··· Provided data
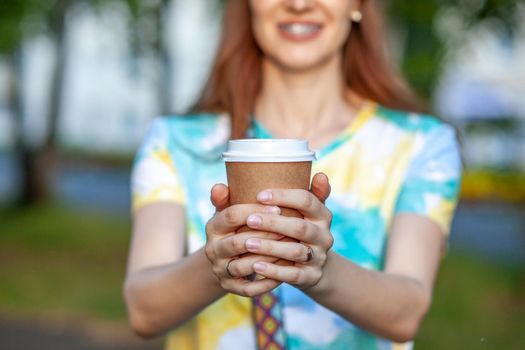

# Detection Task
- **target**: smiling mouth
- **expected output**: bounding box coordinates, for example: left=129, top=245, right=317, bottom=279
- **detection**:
left=279, top=22, right=323, bottom=37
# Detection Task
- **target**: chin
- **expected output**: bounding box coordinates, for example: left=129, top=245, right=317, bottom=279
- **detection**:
left=272, top=53, right=329, bottom=72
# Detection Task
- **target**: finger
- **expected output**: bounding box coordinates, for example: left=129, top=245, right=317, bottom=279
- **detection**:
left=257, top=189, right=331, bottom=220
left=246, top=214, right=325, bottom=244
left=215, top=231, right=282, bottom=258
left=224, top=254, right=278, bottom=278
left=210, top=184, right=230, bottom=211
left=206, top=204, right=281, bottom=234
left=310, top=173, right=331, bottom=203
left=253, top=262, right=320, bottom=288
left=246, top=238, right=312, bottom=263
left=221, top=278, right=281, bottom=297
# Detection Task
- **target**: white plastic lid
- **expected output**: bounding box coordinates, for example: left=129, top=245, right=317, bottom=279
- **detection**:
left=222, top=139, right=315, bottom=163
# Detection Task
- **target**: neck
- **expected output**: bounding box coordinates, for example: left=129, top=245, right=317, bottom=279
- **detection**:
left=255, top=56, right=355, bottom=143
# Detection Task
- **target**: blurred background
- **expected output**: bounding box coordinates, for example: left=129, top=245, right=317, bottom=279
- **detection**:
left=0, top=0, right=525, bottom=349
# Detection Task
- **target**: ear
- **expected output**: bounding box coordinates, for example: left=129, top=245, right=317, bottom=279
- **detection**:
left=348, top=0, right=364, bottom=20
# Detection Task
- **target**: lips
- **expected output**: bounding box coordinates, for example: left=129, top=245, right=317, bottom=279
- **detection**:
left=278, top=22, right=323, bottom=40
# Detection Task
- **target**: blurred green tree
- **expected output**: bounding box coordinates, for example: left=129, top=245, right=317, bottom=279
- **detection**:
left=0, top=0, right=75, bottom=205
left=385, top=0, right=519, bottom=99
left=0, top=0, right=171, bottom=205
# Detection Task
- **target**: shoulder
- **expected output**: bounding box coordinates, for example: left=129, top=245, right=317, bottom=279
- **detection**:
left=376, top=106, right=453, bottom=134
left=146, top=113, right=230, bottom=152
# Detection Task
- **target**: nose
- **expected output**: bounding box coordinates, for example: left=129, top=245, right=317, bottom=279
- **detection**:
left=285, top=0, right=315, bottom=12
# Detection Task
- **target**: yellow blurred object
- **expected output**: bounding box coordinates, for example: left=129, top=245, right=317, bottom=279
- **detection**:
left=461, top=170, right=525, bottom=203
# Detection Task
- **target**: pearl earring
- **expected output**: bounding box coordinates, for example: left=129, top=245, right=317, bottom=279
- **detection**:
left=350, top=10, right=363, bottom=23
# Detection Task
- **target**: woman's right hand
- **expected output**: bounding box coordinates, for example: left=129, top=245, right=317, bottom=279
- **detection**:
left=205, top=185, right=281, bottom=297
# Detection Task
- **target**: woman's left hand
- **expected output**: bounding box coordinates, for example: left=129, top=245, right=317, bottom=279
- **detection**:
left=246, top=174, right=333, bottom=290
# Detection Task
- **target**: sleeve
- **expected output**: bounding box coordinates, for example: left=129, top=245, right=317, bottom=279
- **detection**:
left=394, top=124, right=462, bottom=235
left=131, top=118, right=185, bottom=211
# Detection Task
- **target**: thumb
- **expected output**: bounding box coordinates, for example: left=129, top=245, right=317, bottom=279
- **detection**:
left=210, top=184, right=230, bottom=211
left=310, top=173, right=331, bottom=203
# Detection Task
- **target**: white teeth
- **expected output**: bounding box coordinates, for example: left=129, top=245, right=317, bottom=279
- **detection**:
left=280, top=23, right=320, bottom=35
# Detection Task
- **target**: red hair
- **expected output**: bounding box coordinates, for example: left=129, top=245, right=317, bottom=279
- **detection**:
······
Goal — Select each line of the records above that contains the string "white" and copy those lines in full. Matching is case-sensitive.

Written response —
- **target**: white plastic lid
- **target**: white teeth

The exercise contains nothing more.